- **Information supplied**
»»
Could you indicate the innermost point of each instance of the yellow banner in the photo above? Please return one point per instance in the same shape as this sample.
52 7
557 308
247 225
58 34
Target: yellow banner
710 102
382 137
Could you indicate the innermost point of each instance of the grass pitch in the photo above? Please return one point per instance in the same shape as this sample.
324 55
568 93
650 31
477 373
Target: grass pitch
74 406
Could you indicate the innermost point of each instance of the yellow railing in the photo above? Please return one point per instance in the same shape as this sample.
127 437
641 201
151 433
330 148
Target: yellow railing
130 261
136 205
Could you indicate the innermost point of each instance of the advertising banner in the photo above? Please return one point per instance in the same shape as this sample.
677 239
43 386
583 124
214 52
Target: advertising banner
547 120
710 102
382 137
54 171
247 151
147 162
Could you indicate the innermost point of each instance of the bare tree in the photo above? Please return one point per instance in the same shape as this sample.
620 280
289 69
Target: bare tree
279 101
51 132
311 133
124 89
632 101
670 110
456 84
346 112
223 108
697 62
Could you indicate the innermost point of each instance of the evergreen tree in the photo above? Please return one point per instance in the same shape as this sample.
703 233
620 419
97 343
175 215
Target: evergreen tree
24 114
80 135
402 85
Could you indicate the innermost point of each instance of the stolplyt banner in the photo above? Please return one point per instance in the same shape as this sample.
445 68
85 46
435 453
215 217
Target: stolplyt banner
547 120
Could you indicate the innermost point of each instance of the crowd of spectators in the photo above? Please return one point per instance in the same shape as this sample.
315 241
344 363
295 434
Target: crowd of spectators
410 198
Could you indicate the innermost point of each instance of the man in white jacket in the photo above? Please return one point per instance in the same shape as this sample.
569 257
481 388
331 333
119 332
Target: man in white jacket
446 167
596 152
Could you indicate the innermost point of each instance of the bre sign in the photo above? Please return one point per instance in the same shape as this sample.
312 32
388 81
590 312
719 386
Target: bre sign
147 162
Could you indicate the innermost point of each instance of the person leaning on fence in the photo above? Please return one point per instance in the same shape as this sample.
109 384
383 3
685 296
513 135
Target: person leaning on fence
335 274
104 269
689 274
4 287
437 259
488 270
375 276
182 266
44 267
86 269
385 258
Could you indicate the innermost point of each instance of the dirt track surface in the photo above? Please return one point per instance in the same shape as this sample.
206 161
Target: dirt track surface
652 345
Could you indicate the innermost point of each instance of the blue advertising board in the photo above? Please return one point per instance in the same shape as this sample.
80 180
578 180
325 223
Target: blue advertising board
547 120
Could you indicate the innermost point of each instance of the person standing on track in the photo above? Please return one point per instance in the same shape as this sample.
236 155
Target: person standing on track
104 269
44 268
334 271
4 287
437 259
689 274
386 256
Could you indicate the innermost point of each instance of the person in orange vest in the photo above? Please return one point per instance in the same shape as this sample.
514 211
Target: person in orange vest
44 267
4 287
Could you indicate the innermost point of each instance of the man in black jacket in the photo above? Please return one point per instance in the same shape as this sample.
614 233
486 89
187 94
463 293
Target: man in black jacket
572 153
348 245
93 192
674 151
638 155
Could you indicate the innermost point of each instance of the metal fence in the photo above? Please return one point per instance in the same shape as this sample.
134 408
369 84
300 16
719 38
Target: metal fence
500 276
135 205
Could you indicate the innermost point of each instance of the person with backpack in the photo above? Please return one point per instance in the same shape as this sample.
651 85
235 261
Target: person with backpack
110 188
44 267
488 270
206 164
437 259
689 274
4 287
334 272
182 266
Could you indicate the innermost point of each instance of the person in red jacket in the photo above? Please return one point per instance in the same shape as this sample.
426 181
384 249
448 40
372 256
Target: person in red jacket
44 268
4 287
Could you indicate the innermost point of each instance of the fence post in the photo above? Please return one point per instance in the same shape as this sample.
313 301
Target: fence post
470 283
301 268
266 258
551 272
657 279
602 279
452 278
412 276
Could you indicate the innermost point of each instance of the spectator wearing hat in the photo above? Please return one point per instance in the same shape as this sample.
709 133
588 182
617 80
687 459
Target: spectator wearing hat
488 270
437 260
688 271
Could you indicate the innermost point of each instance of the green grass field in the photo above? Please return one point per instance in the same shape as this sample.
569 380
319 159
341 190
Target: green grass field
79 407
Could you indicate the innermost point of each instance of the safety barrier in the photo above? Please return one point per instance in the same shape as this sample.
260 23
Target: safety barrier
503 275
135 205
««
- **Directions**
Reproduce the listing above exactly from the line containing "of the green" through its last line, with both of those lines included.

- **Solution for this exercise**
Could you indicate the innermost point of each instance of the green grass field in the photo above? Please return one point per instance in the same shape as this sample.
569 380
319 159
341 190
Target: green grass field
79 407
Could you indicate the innermost point of each instance of the safety barrier in the photo above? Please return one point per instance in the same shape as this sample.
260 23
Target: safety barrier
503 275
135 205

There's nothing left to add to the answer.